§ Okuma parçası:

--*--

Ama tam tersi yaşanıyor CHP’de.
Asıl amaç çoğu çok zengin olan bu “kazanılması kesin” merkezlerde aday olma veya adayı belirleme kavgası her şeyin önüne geçiyor.
Zaten kazanılacak yerlerde büyük çekişme olunca kazanılması çalışmaya bağlı yerlere gerekli ağırlık verilmiyor gördüğüm kadarıyla.
Daha önce küçük farklarla kaybedilen yerler için bir savaş yaşanmıyor.
Endişem bu kargaşada kazanılması çok muhtemel yerlere olmadık adaylar atanması ve bu yüzden seçimlerin kaybedilmesi.
Bu nedenle CHP Genel Başkanı’na önerim kesin kazanılacak yerlere çok hızlı biçimde atama yapması ve konuyu gündemden çıkarmasıdır.
Örneğin Beşiktaş’ta kaybetme riski yok, kimi koysalar seçilir. Parti içi dengeleri hesaplamaya da gerek yok, çünkü küsüp, aleyhte çalışıp partiye seçim kaybettirmek mümkün değil.
O halde genel başkan buralarda patinaj yapıp vakit kaybedeceğine atamaları hemen yapmalı, kazanılması muhtemel ve biraz destek ve işbirliği ile kazanılması mümkün olabilecek bölgelere ağırlık vermeli.
Bu önerime karşı Kazanılacak yerler için mücadele edenler aday olmazlarsa büyükşehirlerde aleyhte çalışır” diyenler var.
İşte orada genel başkan iradesi çok önemli.
Diyelim ki kendi çıkarı için partisini baltalamaya çalışan var, çıkacak kamuoyunun önüne ve bunları ifşa edecek.
Bakın zaten burnundan soluyan halk o çıkarcıları ne hale getiriyor.

Bİ SORALIM BAKALIM

Yeni havaalanı ile ihracatı artırdılar ülkeye 35 milyar dolar getirdiler!

--*--

§ Kayıtlı liste:
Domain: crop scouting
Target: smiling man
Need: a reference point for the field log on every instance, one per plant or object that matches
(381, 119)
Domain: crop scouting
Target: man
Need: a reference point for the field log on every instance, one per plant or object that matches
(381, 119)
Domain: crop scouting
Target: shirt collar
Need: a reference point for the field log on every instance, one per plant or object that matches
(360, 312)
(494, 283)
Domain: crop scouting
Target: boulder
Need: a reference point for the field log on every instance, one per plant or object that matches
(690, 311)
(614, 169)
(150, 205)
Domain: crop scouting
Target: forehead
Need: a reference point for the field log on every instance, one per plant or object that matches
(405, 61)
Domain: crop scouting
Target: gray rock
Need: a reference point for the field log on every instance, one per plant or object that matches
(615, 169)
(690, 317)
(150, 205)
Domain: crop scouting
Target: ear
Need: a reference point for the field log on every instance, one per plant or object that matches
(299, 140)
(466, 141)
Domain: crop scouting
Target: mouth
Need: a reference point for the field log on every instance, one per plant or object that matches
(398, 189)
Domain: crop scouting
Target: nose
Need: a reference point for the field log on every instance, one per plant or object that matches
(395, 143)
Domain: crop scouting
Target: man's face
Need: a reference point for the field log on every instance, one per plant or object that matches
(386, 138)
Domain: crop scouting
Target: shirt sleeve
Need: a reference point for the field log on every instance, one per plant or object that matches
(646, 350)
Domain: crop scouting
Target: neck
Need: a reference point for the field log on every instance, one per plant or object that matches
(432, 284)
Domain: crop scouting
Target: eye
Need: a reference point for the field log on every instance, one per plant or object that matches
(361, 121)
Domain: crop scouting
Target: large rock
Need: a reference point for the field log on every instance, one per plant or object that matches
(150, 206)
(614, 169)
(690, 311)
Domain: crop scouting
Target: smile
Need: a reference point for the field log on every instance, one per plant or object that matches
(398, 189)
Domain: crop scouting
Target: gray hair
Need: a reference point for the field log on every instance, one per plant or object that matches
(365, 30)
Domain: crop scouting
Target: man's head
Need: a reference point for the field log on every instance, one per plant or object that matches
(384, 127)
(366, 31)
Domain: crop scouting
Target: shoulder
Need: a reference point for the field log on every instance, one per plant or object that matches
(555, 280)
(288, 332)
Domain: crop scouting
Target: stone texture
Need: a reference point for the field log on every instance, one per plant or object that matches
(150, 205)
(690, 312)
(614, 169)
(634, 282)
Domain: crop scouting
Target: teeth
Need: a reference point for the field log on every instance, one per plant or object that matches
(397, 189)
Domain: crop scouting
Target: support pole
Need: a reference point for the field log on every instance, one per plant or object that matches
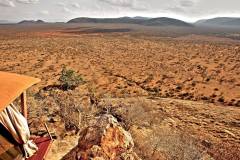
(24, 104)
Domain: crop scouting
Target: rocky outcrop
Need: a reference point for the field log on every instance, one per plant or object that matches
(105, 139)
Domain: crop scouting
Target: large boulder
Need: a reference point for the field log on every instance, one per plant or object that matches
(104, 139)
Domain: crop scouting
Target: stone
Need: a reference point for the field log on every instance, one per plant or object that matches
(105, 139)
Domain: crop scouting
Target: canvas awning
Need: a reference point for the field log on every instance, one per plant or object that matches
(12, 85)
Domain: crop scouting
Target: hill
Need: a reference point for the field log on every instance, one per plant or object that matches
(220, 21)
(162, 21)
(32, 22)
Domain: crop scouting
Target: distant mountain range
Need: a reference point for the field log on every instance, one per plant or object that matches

--*--

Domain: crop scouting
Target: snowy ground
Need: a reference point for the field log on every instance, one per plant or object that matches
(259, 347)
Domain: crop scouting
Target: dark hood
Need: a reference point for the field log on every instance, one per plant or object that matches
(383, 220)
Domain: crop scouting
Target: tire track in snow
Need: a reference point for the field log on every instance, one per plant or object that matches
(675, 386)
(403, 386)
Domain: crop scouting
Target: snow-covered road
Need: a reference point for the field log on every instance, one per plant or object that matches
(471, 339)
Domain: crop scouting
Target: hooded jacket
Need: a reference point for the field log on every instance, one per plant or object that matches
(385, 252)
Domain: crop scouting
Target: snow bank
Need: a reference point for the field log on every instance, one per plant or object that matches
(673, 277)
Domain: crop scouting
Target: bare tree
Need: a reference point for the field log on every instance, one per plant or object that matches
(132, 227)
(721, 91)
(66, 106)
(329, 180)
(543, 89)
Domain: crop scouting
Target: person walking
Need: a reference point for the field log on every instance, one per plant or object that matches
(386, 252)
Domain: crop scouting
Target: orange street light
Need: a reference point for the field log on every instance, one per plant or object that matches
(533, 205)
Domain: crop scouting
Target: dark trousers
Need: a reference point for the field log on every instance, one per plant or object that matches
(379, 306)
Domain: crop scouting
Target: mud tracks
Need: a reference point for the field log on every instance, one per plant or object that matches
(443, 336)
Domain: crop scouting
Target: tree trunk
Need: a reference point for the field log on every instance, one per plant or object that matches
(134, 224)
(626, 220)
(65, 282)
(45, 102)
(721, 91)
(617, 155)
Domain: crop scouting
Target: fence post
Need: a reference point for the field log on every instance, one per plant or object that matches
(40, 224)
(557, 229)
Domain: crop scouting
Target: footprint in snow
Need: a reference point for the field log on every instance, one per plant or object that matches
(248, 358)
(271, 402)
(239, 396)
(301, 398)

--*--

§ Yapılacak işler:
(a) Listede "shirt" sözcüğünü içeren bütün satırları döndür.
(b) CHP'deki adaylık çekişmesini ele alan yazıyı, son cümlesinden sonra gelecek biçimde sürdür.

§ Yanıt listesi:
(a)
Target: shirt collar
Target: shirt sleeve

(b)
Artık adı İstanbul olan yeni havaalanının açılış törenlerini televizyonlardan izleyenlere herhalde fenalık gelmiştir.
Böyle bir vıcıklık böyle bir yalakalık görülmüş şey değildi.
60 ülkenin başkentine artık 3 saatte uçulacağını söyleyen mi, kuşların da göç yollarını değiştirmeyi düşünmeleri gerektiğini savunan mı, dünyanın hayretler içinde kaldığını anlatan mı, hepsi vardı.
Bu uçuk kaçıklıkların ötesinde bir de rakam vererek gariplikler de sergilendi.
Örneğin neredeyse bütün yandaş gazete ve televizyonlar “yeni havaalanı ile ihracatın çok artacağını” ileri sürüyor.
Çok merak ediyorum, havaalanları yetersiz olduğu için hangi mallarımızı ihraç edemiyoruz?
Ya da bu havaalanı açıldığında ne olacak da ihraç ürünlerimiz çoğalacak.
Kargo taşımacılığında kapasitenin artması uluslar arası trafikte bize avantaj sağlayacaktır ama Türkiye’nin üretimi neyse ihracatı da o olacaktır.
Bunun yanı sıra havaalanı geliri olarak anlatılan gelirlerin çoğu tamamen hayali.
Zaten başlıklarda uçulurken haber metinlerinde hep “belirtiliyor, düşünülüyor, ileri sürülüyor” gibi afaki fiiller kullanılmış.
Bu havaalanı elbette önemli bir yatırımdır ama gelir gider dengesinin iyi yapılmadığını veya doğru bilgi verilmediğini sanıyorum.
Bunu kısa sürede göreceğiz zaten.

HOŞUMA GİDEN ŞEYLER

Yeni havaalanının adının “İstanbul” olması doğru karar


Erdoğan’ın bana göre havaalanı şovunda yaptığı en doğru hareket “Bu alana bir dünya markası olan İstanbul adını verdik” açıklaması oldu.
Böylelikle kamuoyunda garip bir bölünmeye yol açan isim tartışması kapanmış oldu.
“İstanbul” gerçekten dünyanın neredeyse her köşesinde “Türkiye denince akla gelen ilk kavram” bana göre.
Ancak küçük bir endişem var yine de.
Erdoğan, havaalanına kendi adını ya da tartışmalı padişahlardan birinin adını koymayı göze alamamış olabilir şimdilik.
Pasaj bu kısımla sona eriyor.